§ Your task:
Copy out the listing below with every "one per line" swapped for "one per row", leaving all else unchanged.
---------- Record list ----------
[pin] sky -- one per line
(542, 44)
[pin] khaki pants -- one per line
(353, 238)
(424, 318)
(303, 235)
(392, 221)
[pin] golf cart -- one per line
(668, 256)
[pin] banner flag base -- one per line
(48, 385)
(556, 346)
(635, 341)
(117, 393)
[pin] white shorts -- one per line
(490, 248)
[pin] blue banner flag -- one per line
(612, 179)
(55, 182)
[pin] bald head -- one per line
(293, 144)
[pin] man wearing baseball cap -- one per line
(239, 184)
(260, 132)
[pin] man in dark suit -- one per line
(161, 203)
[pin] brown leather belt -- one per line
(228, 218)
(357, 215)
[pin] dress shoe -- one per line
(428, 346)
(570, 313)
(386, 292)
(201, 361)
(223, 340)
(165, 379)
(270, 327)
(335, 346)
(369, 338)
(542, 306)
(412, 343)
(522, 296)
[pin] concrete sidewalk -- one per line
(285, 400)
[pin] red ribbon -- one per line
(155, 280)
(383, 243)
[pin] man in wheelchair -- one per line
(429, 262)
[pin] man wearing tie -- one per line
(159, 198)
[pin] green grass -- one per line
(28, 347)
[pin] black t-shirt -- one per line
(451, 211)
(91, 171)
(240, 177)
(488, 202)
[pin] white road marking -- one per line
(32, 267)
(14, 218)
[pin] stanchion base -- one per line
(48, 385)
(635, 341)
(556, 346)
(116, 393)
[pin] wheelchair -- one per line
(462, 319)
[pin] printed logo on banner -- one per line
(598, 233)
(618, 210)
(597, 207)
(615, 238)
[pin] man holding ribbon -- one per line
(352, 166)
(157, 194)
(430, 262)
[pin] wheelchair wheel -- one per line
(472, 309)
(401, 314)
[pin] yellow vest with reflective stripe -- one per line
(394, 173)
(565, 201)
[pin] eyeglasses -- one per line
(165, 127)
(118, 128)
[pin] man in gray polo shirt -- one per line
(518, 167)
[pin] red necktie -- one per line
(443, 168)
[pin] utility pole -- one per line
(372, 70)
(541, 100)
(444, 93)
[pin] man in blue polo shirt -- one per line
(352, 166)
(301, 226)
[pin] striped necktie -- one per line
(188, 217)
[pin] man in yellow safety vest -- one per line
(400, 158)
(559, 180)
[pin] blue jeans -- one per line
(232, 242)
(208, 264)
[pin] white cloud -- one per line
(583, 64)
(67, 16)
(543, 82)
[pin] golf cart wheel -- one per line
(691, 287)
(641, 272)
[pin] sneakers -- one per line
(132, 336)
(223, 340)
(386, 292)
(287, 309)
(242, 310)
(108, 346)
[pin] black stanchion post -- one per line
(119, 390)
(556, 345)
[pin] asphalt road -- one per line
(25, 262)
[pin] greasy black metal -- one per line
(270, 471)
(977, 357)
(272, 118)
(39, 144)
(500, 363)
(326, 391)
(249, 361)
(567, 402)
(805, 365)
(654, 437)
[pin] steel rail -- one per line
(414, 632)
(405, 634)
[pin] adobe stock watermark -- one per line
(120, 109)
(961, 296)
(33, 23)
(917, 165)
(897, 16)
----------
§ Solution:
[pin] sky -- one per row
(542, 44)
[pin] khaki pants -- one per row
(353, 238)
(424, 318)
(303, 235)
(392, 221)
[pin] golf cart -- one per row
(668, 256)
[pin] banner flag base -- one per row
(48, 385)
(556, 346)
(635, 341)
(117, 393)
[pin] white shorts -- one per row
(490, 248)
[pin] blue banner flag -- one per row
(612, 179)
(55, 182)
[pin] bald head -- one per row
(293, 144)
[pin] man wearing baseball cap -- one per row
(239, 184)
(260, 132)
[pin] man in dark suit -- one per row
(161, 203)
[pin] brown leather belt -- one per row
(228, 218)
(357, 215)
[pin] dress shoe -- one per row
(428, 346)
(570, 313)
(386, 292)
(201, 361)
(223, 340)
(165, 379)
(270, 327)
(335, 346)
(369, 338)
(542, 306)
(412, 343)
(522, 296)
[pin] concrete sidewalk -- one per row
(285, 400)
[pin] red ribbon -- one per row
(155, 280)
(383, 243)
[pin] man in wheelchair -- one per row
(429, 262)
[pin] man wearing tie -- one per row
(159, 198)
[pin] green grass -- one per row
(28, 347)
[pin] black t-shirt -- one per row
(451, 211)
(91, 171)
(240, 177)
(488, 202)
[pin] white road marking -- one per row
(32, 267)
(14, 218)
[pin] stanchion base -- one per row
(48, 385)
(635, 341)
(556, 346)
(116, 393)
[pin] wheelchair -- one per row
(462, 319)
[pin] printed logo on banner -- one per row
(598, 233)
(618, 210)
(597, 207)
(615, 238)
[pin] man holding ribbon -- one per row
(352, 166)
(157, 194)
(430, 262)
[pin] wheelchair wheel -- one per row
(472, 309)
(401, 314)
[pin] yellow vest with reflective stripe -- one per row
(394, 173)
(565, 201)
[pin] eyeglasses -- one per row
(165, 127)
(118, 128)
[pin] man in gray polo shirt -- one per row
(518, 167)
[pin] red necktie -- one per row
(443, 168)
[pin] utility pole -- one per row
(372, 70)
(541, 100)
(444, 93)
[pin] man in blue polo shirt -- one per row
(352, 166)
(301, 226)
[pin] striped necktie -- one per row
(188, 217)
[pin] man in yellow safety vest -- one per row
(400, 158)
(559, 180)
[pin] blue jeans -- one per row
(232, 242)
(208, 264)
[pin] white cloud -- one per row
(583, 64)
(67, 16)
(543, 82)
[pin] golf cart wheel -- one per row
(691, 287)
(641, 272)
[pin] sneakers -- one per row
(132, 336)
(223, 340)
(386, 292)
(287, 309)
(242, 310)
(108, 346)
[pin] black stanchion post -- one per row
(119, 390)
(556, 345)
[pin] asphalt road -- one per row
(25, 262)
[pin] greasy black metal -- one per row
(270, 471)
(977, 357)
(272, 118)
(39, 144)
(500, 363)
(326, 391)
(249, 361)
(567, 402)
(805, 365)
(654, 437)
[pin] steel rail -- one per row
(414, 632)
(405, 634)
[pin] adobe stock watermark -- one per row
(120, 109)
(961, 296)
(33, 23)
(917, 165)
(897, 16)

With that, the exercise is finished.